Position identification records

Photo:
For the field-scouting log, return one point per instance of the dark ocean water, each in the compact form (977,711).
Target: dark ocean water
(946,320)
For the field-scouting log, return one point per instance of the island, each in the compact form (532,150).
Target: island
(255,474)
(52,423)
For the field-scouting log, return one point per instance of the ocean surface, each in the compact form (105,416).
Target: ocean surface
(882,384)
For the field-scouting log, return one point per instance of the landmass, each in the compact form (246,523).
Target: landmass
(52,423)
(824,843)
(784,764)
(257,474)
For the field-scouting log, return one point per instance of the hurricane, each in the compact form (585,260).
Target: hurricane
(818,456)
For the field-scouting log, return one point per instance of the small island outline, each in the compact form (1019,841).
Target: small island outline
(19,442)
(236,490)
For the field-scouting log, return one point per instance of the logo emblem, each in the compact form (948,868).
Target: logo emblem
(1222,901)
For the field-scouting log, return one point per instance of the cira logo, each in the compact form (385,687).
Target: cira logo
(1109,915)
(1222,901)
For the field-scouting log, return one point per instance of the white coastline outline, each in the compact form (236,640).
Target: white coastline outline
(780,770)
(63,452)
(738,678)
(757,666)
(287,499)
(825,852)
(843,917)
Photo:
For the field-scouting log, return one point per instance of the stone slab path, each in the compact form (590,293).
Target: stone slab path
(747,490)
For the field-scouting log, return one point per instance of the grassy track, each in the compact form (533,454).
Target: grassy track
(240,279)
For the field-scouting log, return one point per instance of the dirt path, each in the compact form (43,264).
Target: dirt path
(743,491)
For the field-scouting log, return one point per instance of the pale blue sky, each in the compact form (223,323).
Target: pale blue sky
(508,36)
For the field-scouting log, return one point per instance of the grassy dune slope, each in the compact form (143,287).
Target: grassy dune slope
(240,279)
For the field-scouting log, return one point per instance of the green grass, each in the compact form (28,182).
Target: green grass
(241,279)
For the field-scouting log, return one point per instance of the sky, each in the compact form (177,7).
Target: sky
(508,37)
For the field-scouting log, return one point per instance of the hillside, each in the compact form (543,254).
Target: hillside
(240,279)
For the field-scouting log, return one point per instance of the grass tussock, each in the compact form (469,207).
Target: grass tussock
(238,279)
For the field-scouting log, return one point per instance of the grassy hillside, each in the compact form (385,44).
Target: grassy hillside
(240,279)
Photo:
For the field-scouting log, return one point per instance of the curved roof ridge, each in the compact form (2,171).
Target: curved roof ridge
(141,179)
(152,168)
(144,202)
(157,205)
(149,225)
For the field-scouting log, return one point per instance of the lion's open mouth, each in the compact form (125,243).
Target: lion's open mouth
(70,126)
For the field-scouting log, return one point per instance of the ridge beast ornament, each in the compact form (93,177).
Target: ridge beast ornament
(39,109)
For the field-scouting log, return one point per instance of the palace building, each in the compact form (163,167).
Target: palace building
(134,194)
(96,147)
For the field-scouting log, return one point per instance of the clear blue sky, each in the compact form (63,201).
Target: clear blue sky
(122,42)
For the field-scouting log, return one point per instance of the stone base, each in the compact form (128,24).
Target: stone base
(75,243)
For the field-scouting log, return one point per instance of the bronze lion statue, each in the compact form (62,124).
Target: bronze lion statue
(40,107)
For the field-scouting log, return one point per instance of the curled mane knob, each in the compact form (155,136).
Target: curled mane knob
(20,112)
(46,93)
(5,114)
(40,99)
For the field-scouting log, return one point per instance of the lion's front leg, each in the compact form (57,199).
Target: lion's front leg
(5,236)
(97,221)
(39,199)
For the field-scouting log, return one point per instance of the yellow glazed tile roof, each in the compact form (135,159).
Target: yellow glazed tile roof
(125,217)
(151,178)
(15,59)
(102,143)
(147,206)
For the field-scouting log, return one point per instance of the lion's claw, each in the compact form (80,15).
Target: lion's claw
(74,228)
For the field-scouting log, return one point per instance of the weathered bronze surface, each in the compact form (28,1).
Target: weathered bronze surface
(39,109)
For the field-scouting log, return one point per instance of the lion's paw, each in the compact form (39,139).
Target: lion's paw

What is needed
Output all of the data again, exactly.

Exercise result
Photo:
For the field-scouting log, return one point per instance of the dark ocean water, each in the compact form (977,711).
Target: dark ocean water
(946,320)
For the field-scouting log, return one point per instance of the island, each in the compact form (532,150).
Target: island
(255,474)
(52,423)
For the field-scouting log, return one point per instance of the ocean surface, each in the compact form (105,416).
Target: ocean surface
(882,384)
For the field-scouting log, return one point per instance of the landmass, each in the compact form (246,523).
Target: landmass
(52,423)
(824,843)
(784,764)
(257,474)
For the field-scouting log, return one point per instance of the hurricane, each in the compact form (585,260).
Target: hurricane
(818,456)
For the field-scouting log, return one point per instance of the small island outline, each in the compact form (1019,841).
Target: small island outline
(19,442)
(236,490)
For the field-scouting log, return one point per instance of the logo emblem, each in the compact form (948,868).
Target: logo emblem
(1222,901)
For the field-scouting log, return one point per instance of the cira logo, each in the compact form (385,687).
Target: cira logo
(1109,915)
(1222,901)
For the field-scouting log, return one point per instance of the white coastline outline, each in the compact form (236,640).
Target: white coastline outline
(780,770)
(63,452)
(738,678)
(757,666)
(287,499)
(825,852)
(843,917)
Photo:
For the field-scouting log, return one point per instance of the stone slab path, each in the compact form (590,293).
Target: stone slab path
(747,490)
For the field-scouting log, return one point per instance of the grassy track, each in the compact form (533,454).
Target: grassy track
(240,279)
For the field-scouting log, return one point per instance of the dirt path, each in the compact form (43,264).
Target: dirt path
(743,491)
For the field-scouting log, return one point per instance of the pale blue sky, each in the compact form (223,323).
Target: pale blue sky
(508,36)
For the field-scouting log, return one point per instance of the grassy dune slope, each in the compact form (143,287).
Target: grassy dune slope
(240,279)
For the field-scouting log, return one point per instance of the green grass, each in the compact form (28,182).
Target: green grass
(241,279)
For the field-scouting log, return one point per instance of the sky, each in the compact form (177,7).
Target: sky
(508,37)
For the field-scouting log, return one point per instance of the hillside, each in the compact form (543,254).
Target: hillside
(240,279)
For the field-scouting log, return one point per instance of the grass tussock, each in the compact form (469,207).
Target: grass tussock
(238,279)
For the field-scouting log, return one point per instance of the grassy hillside, each in the compact form (385,44).
Target: grassy hillside
(240,279)
Photo:
For the field-scouting log, return one point per instance of the curved roof ridge, each in the compact form (2,171).
Target: curved roof ridge
(141,179)
(152,168)
(144,202)
(157,205)
(149,225)
For the field-scouting log, return one point per instance of the lion's open mouth, each in the compact form (125,243).
Target: lion's open mouth
(70,126)
For the field-scouting log, return one point per instance of the ridge beast ornament, each in the compact form (93,177).
Target: ridge beast ornament
(39,109)
For the field-scouting log, return one point per instance of the palace building, each in the compact form (163,167).
Target: palace building
(134,194)
(96,147)
For the field-scouting log, return one point per instance of the clear blue sky, each in the compact form (63,201).
Target: clear blue sky
(122,42)
For the field-scouting log, return one point per instance of the stone base, each in the compact form (128,24).
Target: stone base
(75,243)
For the field-scouting log, return one point per instance of the bronze lion statue, each in the compact form (62,124).
Target: bronze lion statue
(40,107)
For the field-scouting log, return one point per instance of the curled mane knob, each in the compact form (155,136).
Target: curled mane knob
(20,112)
(46,93)
(5,114)
(40,99)
For the field-scouting log, return one point per instance of the lion's front leg, each in the compact form (57,199).
Target: lion's front leg
(5,236)
(97,221)
(39,199)
For the field-scouting log, return one point per instance of the yellow glazed tile roof, each in the compact form (135,159).
Target: yellow glazed tile roof
(125,217)
(151,178)
(15,59)
(102,143)
(147,206)
For the field-scouting log, return one point per instance of the lion's claw, each in the compact form (80,15).
Target: lion's claw
(74,228)
For the field-scouting log, return one point per instance of the weathered bronze surface, each in the compact form (28,1).
Target: weathered bronze surface
(39,109)
For the field-scouting log, return one point per instance of the lion's paw, each in the compact form (39,139).
Target: lion's paw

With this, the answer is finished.